> What you are asked to do: Carry the text on hair loss in women forward, starting right after its final line.

> Text shown:

########################################

It’s more than just hormones – there are a variety of factors responsible for hair loss in women, including genetics, health, and lifestyle factors, according to a recent study in the latest issue of Plastic and Reconstructive Surgery. Researchers found that high stress levels, smoking, hypertension, and cancer have all been associated with increased hair thinning.
Higher levels of testosterone have been associated with female pattern hair loss for many years. The hormone often causes hair loss of the sides and top of the head. Researchers have also known for a long time that genetics play an important role in hair loss. However, other risk factors for female hair loss have not been fully understood.
With this most recent study, researchers were able to eliminate the genetic variable by studying 98 identical twins. By comparing their lifestyle and medical factors, as well as measuring the twins’ testosterone levels, the researchers were able to measure the impact of non-genetic and non-hormonal factors.
Environmental and Medical Risk Factors for Hair Loss
- higher levels of stress (often linked to separation or divorce, multiple marriages, and more children)

########################################

[Spatial localization data]
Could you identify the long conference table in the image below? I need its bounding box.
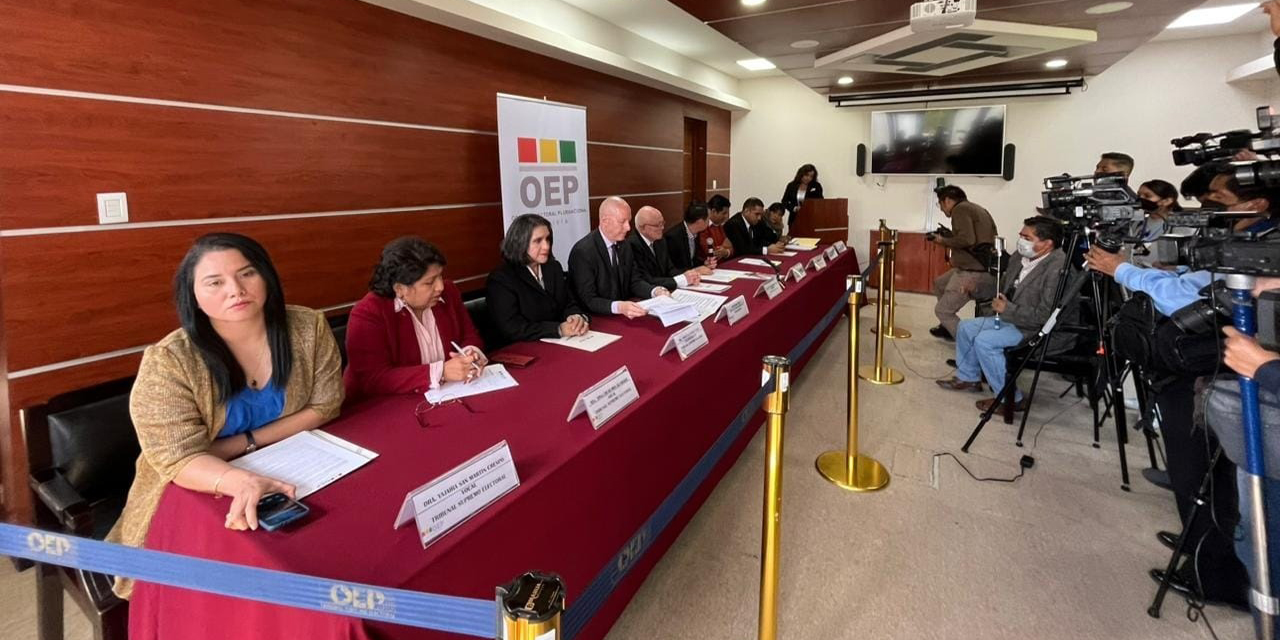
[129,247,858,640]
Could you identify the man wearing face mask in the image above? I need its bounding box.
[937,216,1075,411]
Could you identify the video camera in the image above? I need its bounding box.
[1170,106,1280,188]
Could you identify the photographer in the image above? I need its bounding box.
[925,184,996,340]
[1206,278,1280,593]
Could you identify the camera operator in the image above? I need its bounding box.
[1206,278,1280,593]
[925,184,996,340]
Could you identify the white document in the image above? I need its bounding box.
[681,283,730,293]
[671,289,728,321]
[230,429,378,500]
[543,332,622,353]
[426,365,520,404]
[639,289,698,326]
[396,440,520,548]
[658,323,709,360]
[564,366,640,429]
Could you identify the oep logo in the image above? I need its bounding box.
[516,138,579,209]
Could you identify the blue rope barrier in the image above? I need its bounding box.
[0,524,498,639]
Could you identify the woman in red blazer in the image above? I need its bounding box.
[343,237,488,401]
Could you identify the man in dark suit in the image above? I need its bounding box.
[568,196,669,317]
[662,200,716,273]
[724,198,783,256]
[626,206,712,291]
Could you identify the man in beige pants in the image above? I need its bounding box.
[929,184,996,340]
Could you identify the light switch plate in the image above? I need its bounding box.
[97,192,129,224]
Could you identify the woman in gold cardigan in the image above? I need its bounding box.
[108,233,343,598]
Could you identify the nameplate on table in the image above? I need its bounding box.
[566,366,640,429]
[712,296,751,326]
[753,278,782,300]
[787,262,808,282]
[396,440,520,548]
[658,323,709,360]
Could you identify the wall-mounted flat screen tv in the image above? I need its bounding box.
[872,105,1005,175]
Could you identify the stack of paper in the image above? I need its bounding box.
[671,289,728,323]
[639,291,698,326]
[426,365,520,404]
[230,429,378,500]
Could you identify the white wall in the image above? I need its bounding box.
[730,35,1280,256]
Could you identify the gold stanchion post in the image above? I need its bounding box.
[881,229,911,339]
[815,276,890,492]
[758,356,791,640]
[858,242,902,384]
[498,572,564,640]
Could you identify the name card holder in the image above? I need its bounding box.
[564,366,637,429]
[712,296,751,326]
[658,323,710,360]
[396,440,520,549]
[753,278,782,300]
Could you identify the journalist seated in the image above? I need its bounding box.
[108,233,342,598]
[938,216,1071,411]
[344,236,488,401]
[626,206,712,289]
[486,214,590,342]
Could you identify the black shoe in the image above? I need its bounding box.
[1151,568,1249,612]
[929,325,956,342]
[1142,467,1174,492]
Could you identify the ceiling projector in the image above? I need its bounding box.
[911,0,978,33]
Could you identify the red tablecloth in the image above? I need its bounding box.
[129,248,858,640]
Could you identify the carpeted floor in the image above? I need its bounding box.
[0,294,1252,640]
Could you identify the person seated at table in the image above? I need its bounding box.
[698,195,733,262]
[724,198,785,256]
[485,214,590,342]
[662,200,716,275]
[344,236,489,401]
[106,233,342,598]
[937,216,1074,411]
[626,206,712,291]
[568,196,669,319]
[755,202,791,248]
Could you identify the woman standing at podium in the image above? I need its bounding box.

########################################

> Response below:
- higher income levels
- prolonged sleep (possibly related to depression/anxiety, as well as stress)
- high blood pressure
- lack of exercise
- not using sun protection
Interestingly, the researchers found that women with a higher caffeine intake were actually at a lower risk of hair loss. This may be because caffeine counteracts the hormonal effects that can lead to hair loss.
The researchers concluded that women can decrease their risk of hair loss by reducing some risk factors. While many genetic and medical factors can be very difficult to change, women can start to reduce their risk by working on lifestyle factors, like smoking and stress.